**TO DO:** Transcription, pictures excluded: write out the data below exactly.

**EXCERPTED RECORDS:**
((
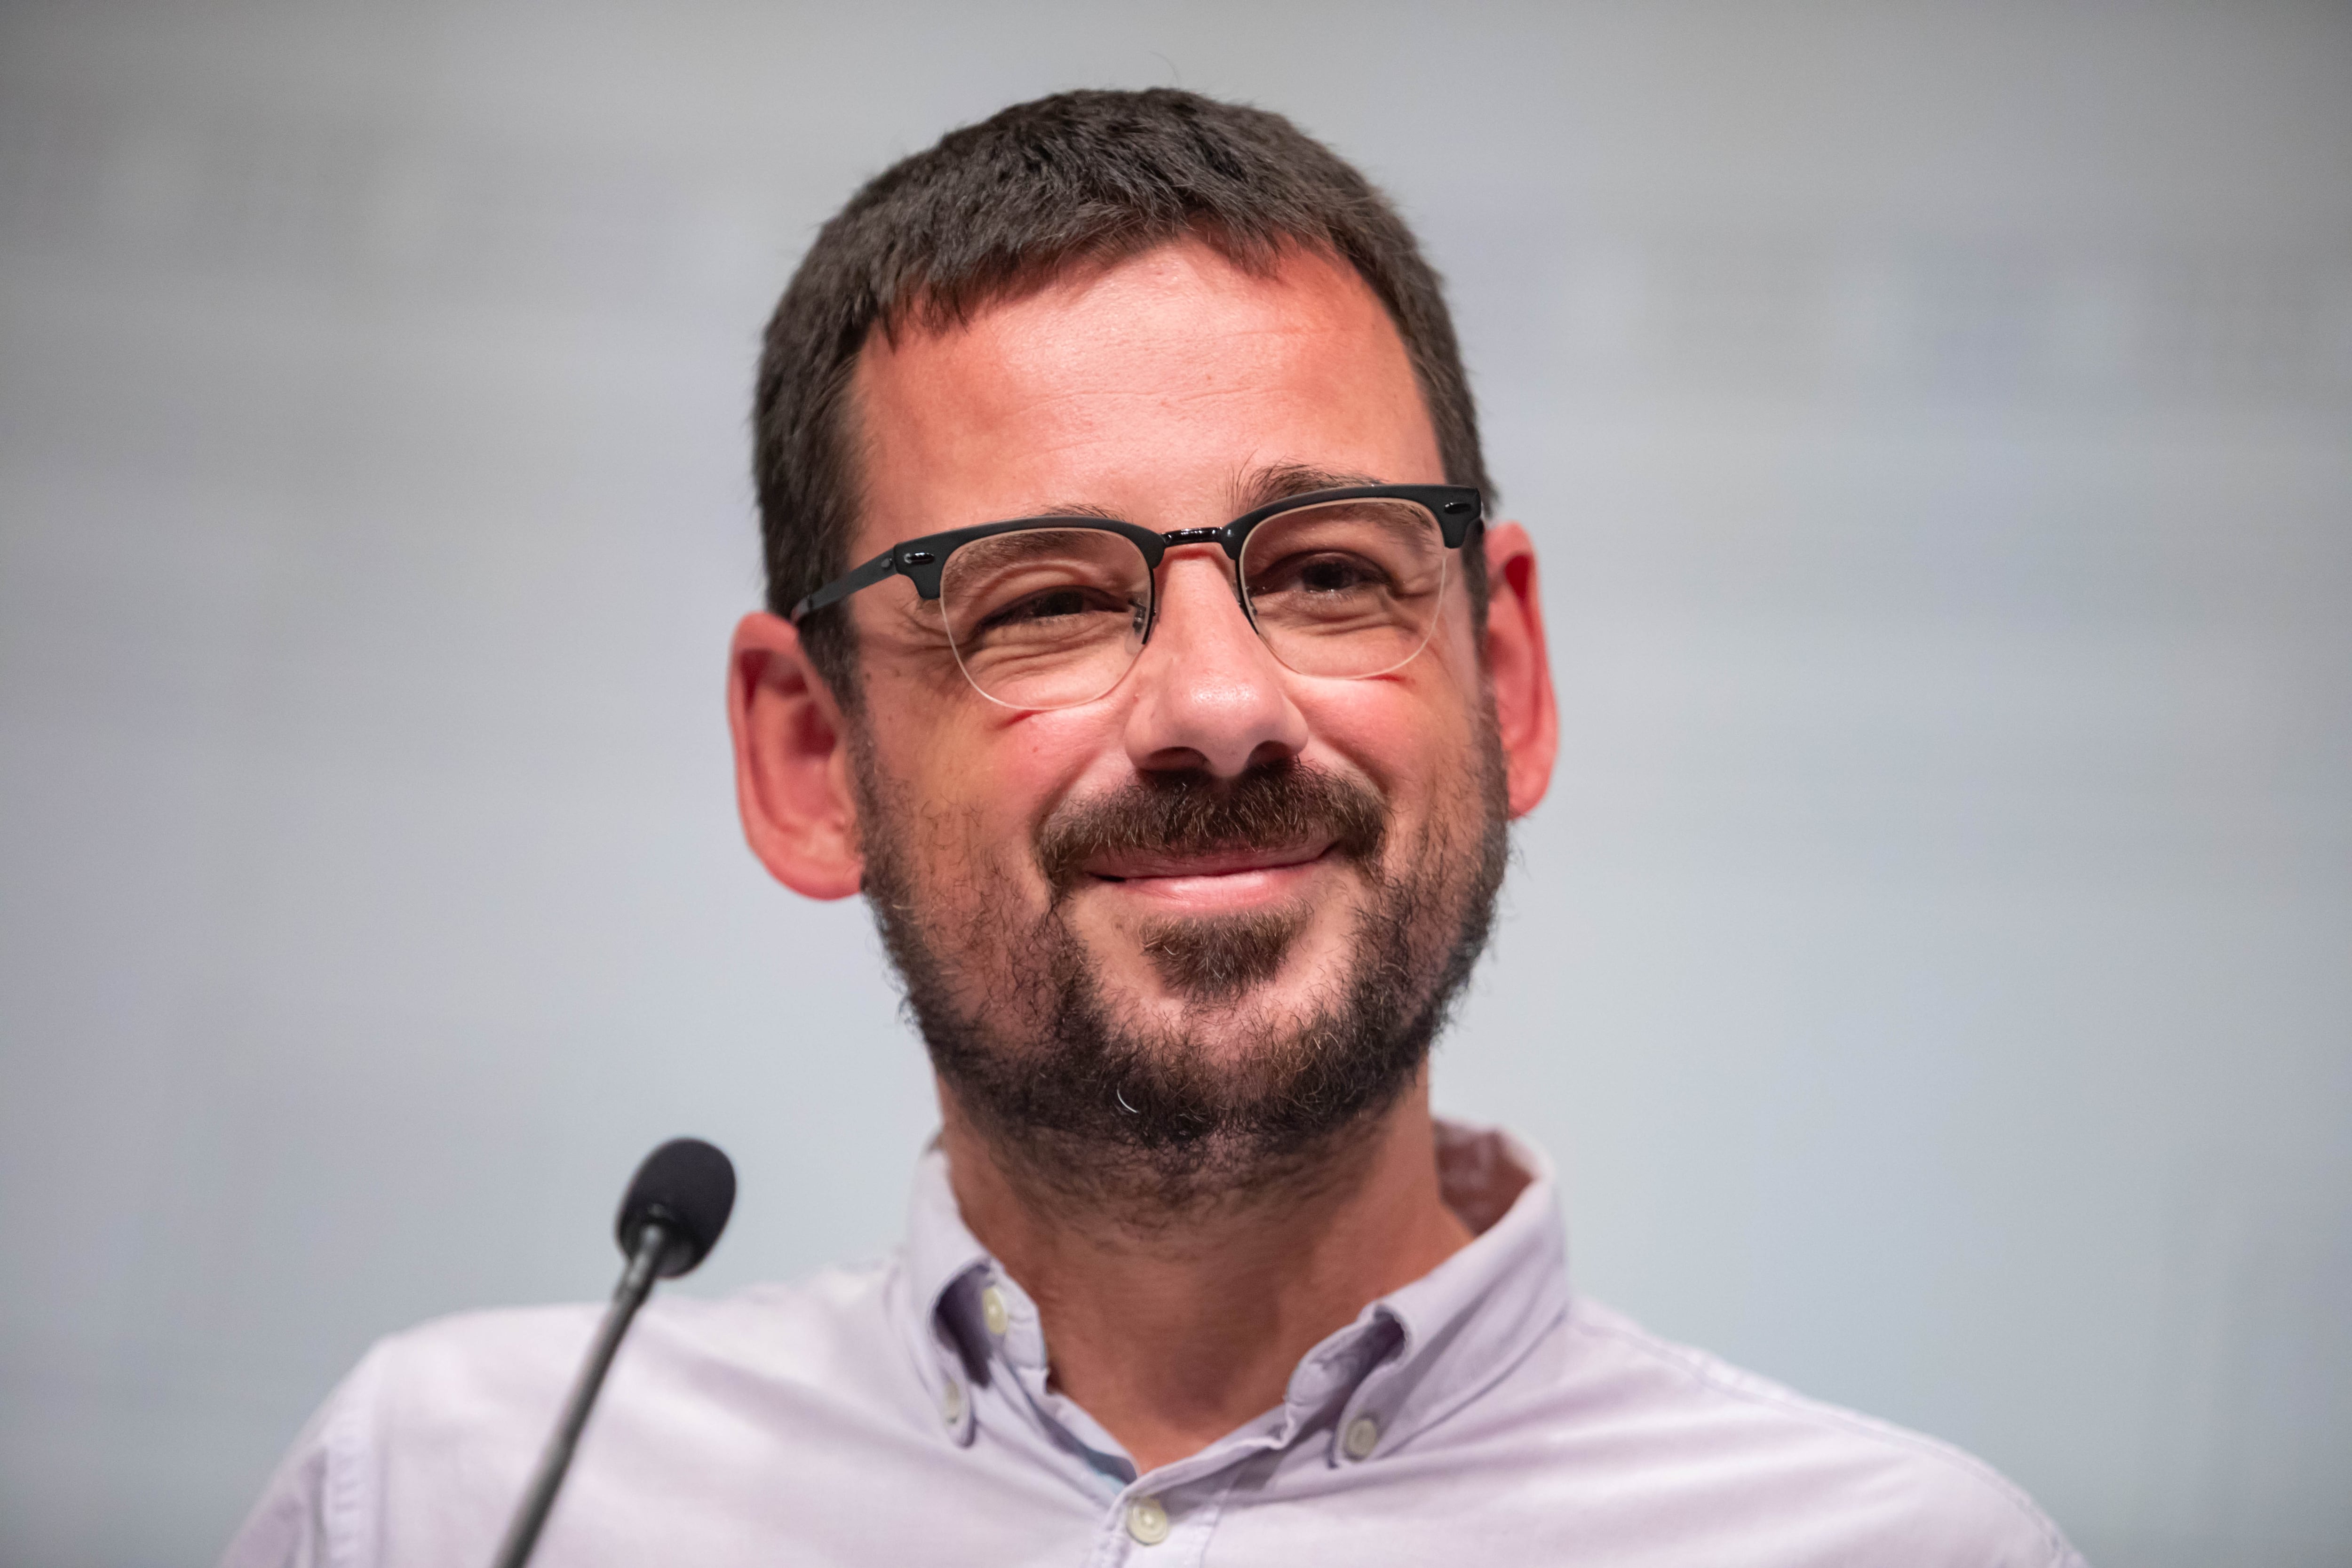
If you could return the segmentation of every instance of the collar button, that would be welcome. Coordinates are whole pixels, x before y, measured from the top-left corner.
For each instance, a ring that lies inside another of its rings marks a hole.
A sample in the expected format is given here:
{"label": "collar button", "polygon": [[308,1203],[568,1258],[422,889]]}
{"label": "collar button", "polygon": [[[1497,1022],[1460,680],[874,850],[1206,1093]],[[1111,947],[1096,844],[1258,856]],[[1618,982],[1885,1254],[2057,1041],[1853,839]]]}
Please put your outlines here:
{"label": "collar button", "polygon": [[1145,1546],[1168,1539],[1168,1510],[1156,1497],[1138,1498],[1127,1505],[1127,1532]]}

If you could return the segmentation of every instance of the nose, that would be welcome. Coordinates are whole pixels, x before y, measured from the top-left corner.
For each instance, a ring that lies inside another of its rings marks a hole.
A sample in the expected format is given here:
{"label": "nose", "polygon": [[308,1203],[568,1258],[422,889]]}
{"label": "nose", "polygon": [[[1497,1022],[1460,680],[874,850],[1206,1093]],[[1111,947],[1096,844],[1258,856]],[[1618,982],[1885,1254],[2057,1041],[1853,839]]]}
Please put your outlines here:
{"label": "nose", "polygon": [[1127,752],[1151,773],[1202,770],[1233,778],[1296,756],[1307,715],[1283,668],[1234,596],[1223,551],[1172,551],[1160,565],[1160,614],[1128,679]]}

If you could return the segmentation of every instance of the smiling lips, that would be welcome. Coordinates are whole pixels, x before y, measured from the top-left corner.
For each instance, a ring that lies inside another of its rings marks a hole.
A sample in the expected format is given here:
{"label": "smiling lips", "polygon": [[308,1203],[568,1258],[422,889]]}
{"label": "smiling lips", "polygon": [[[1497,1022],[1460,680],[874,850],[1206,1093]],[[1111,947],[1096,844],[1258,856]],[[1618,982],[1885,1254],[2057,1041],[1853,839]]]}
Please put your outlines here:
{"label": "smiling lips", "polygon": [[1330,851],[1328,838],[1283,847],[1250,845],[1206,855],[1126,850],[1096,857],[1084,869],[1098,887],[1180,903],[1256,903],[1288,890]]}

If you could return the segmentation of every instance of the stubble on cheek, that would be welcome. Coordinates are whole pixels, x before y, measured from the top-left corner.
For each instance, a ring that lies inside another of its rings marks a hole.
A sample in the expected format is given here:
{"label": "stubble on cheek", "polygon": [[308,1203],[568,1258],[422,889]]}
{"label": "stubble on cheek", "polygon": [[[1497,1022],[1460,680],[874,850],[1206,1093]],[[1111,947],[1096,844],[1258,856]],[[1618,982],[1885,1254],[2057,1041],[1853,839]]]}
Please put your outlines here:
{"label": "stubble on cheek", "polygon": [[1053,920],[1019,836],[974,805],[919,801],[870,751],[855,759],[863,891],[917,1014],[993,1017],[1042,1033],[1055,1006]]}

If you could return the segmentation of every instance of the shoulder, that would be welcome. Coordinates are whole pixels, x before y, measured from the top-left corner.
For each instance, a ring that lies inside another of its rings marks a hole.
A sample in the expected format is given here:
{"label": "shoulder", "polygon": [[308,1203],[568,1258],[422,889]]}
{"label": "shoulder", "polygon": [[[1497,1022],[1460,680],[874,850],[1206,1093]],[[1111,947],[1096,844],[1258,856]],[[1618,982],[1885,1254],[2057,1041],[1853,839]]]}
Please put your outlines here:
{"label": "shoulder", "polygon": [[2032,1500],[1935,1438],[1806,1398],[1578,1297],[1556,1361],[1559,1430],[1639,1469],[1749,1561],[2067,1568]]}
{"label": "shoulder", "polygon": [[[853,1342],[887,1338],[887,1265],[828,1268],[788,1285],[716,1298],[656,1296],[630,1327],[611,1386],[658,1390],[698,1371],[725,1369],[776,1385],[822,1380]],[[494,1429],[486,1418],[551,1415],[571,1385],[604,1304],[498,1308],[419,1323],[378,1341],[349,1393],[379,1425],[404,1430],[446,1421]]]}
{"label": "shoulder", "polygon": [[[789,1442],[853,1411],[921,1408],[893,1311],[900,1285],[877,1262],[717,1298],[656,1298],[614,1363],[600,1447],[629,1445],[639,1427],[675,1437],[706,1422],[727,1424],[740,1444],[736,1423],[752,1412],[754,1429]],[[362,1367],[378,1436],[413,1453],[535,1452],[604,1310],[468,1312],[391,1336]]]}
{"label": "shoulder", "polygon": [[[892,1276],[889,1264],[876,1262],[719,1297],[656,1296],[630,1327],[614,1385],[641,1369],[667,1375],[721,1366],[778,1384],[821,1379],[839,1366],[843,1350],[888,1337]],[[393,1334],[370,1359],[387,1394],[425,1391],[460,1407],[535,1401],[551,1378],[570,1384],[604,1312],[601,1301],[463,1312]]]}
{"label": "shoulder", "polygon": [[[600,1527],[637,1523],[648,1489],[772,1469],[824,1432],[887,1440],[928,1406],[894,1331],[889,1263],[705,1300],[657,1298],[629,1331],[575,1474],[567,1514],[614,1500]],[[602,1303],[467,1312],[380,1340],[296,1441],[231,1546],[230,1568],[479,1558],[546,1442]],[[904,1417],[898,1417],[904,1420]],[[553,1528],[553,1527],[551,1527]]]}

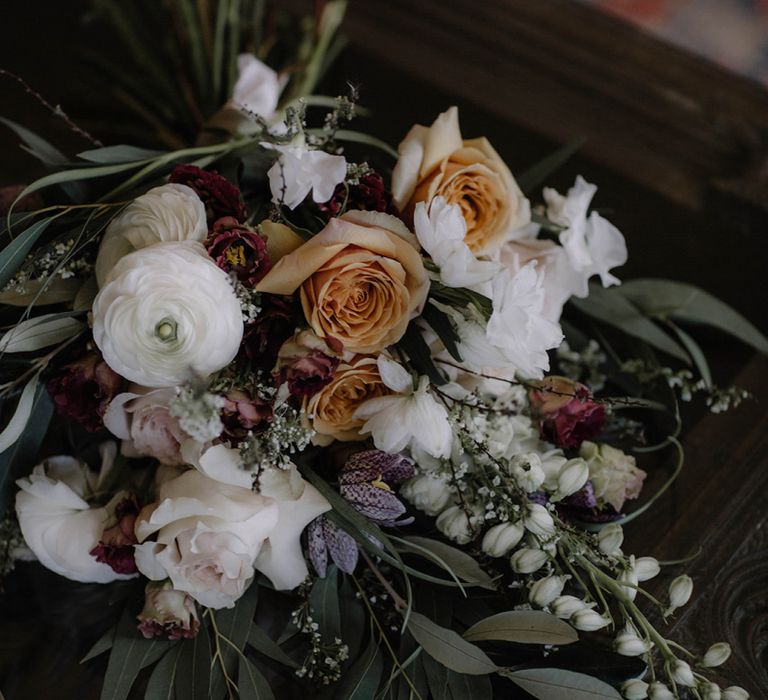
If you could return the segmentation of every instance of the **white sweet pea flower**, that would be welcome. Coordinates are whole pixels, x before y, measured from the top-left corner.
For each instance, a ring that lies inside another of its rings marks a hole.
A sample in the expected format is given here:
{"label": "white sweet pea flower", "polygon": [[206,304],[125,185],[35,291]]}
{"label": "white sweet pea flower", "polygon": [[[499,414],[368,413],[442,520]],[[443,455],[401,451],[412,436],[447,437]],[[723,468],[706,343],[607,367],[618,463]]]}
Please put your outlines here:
))
**RESPONSE:**
If you could return the segmentation of every instance of the collar button, that would be welcome. Coordinates are whole pixels, x before y, measured from the top-left corner.
For each instance, a ring that lies inside another of its rings marks a hole.
A sample in the expected format is given here:
{"label": "collar button", "polygon": [[308,1203],[568,1258],[422,889]]}
{"label": "collar button", "polygon": [[[1497,1022],[1460,680],[874,850],[1206,1093]],[[1111,947],[1096,844],[1258,856]],[[1618,982],[1885,1254],[2057,1041],[1853,839]]]}
Please put your outlines here:
{"label": "collar button", "polygon": [[1145,1546],[1168,1539],[1168,1510],[1156,1497],[1138,1498],[1127,1505],[1127,1532]]}

If you could return the segmentation of every instance of the nose, that would be welcome. Coordinates are whole pixels, x before y, measured from the top-left corner.
For each instance, a ring that lies inside another of its rings marks a hole.
A sample in the expected format is given here:
{"label": "nose", "polygon": [[308,1203],[568,1258],[422,889]]}
{"label": "nose", "polygon": [[[1497,1022],[1460,680],[874,850],[1206,1093]],[[1111,947],[1096,844],[1258,856]],[[1618,982],[1885,1254],[2057,1041],[1853,839]]]}
Please put your outlines here:
{"label": "nose", "polygon": [[1127,752],[1151,773],[1202,770],[1233,778],[1296,756],[1307,715],[1283,668],[1234,596],[1223,551],[1172,551],[1160,565],[1160,614],[1128,679]]}

If you could return the segmentation of every instance of the smiling lips, that would be welcome. Coordinates are whole pixels, x before y, measured from the top-left corner.
For each instance, a ring that lies inside another of its rings marks a hole.
A sample in the expected format is given here:
{"label": "smiling lips", "polygon": [[308,1203],[568,1258],[422,889]]}
{"label": "smiling lips", "polygon": [[[1497,1022],[1460,680],[874,850],[1206,1093]],[[1111,947],[1096,844],[1258,856]],[[1618,982],[1885,1254],[2057,1041],[1853,839]]]}
Please put your outlines here:
{"label": "smiling lips", "polygon": [[1330,851],[1328,838],[1283,847],[1250,845],[1206,855],[1126,850],[1096,857],[1084,869],[1098,887],[1180,903],[1256,903],[1288,890]]}

If you could return the segmentation of every instance of the stubble on cheek, that would be welcome. Coordinates are whole pixels, x before y, measured from the top-left corner.
For each instance, a ring that lies inside another of its rings marks a hole.
A sample in the expected format is given here:
{"label": "stubble on cheek", "polygon": [[308,1203],[568,1258],[422,889]]}
{"label": "stubble on cheek", "polygon": [[[1497,1022],[1460,680],[874,850],[1206,1093]],[[1111,947],[1096,844],[1258,856]],[[1618,982],[1885,1254],[2057,1041],[1853,839]]]}
Please put your outlines here:
{"label": "stubble on cheek", "polygon": [[1053,920],[1019,836],[974,805],[919,801],[870,751],[855,759],[863,891],[917,1014],[993,1017],[1042,1033],[1055,1006]]}

If you could return the segmentation of every instance of the shoulder, that would be welcome. Coordinates are whole pixels, x before y, measured from the top-left corner.
For each instance, a ring that lies inside another of its rings marks a hole.
A sample in the expected format is given here:
{"label": "shoulder", "polygon": [[308,1203],[568,1258],[422,889]]}
{"label": "shoulder", "polygon": [[[1497,1022],[1460,680],[874,850],[1206,1093]],[[1111,947],[1096,844],[1258,856]],[[1618,982],[1885,1254],[2057,1041],[1853,839]]]}
Please put your outlines here:
{"label": "shoulder", "polygon": [[2032,1500],[1935,1438],[1806,1398],[1578,1297],[1556,1361],[1559,1430],[1639,1469],[1749,1561],[2067,1568]]}
{"label": "shoulder", "polygon": [[[853,1342],[887,1338],[887,1265],[828,1268],[788,1285],[716,1298],[656,1296],[630,1327],[611,1386],[658,1390],[698,1371],[725,1369],[776,1385],[822,1380]],[[494,1429],[486,1418],[551,1415],[571,1385],[604,1304],[498,1308],[419,1323],[378,1341],[349,1393],[379,1425],[404,1430],[446,1421]]]}
{"label": "shoulder", "polygon": [[[789,1442],[853,1411],[921,1408],[893,1311],[900,1285],[877,1262],[717,1298],[656,1298],[614,1363],[600,1447],[629,1445],[639,1427],[675,1437],[706,1422],[727,1424],[740,1444],[736,1423],[752,1412],[754,1429]],[[362,1367],[378,1436],[413,1453],[535,1452],[604,1310],[468,1312],[391,1336]]]}
{"label": "shoulder", "polygon": [[[892,1276],[889,1264],[876,1262],[719,1297],[656,1296],[630,1327],[614,1385],[641,1369],[667,1375],[721,1366],[778,1384],[821,1379],[839,1366],[843,1350],[888,1337]],[[393,1334],[370,1359],[387,1394],[425,1391],[460,1407],[535,1401],[551,1378],[570,1384],[604,1312],[601,1301],[463,1312]]]}
{"label": "shoulder", "polygon": [[[600,1527],[637,1523],[648,1489],[772,1469],[824,1432],[887,1440],[928,1406],[894,1331],[889,1263],[705,1300],[657,1298],[629,1331],[575,1474],[567,1514],[614,1500]],[[602,1303],[467,1312],[380,1340],[296,1441],[231,1546],[230,1568],[479,1558],[546,1442]],[[904,1417],[898,1417],[904,1420]],[[553,1528],[553,1527],[551,1527]]]}

If you could return the segmentation of every instance of the **white sweet pea flower**, that would be welcome. Coordinates are whole pixels, x before y, measured from the top-left corner.
For each instance, a ring that lies inside another of its rings marks a hole.
A sample in the expected format is given here:
{"label": "white sweet pea flower", "polygon": [[206,304],[125,185],[35,291]]}
{"label": "white sweet pea flower", "polygon": [[[499,414],[368,413],[442,520]],[[443,455],[401,451],[412,436],[447,437]],[[723,468],[706,343],[607,367],[618,463]]]}
Please put your outlines here:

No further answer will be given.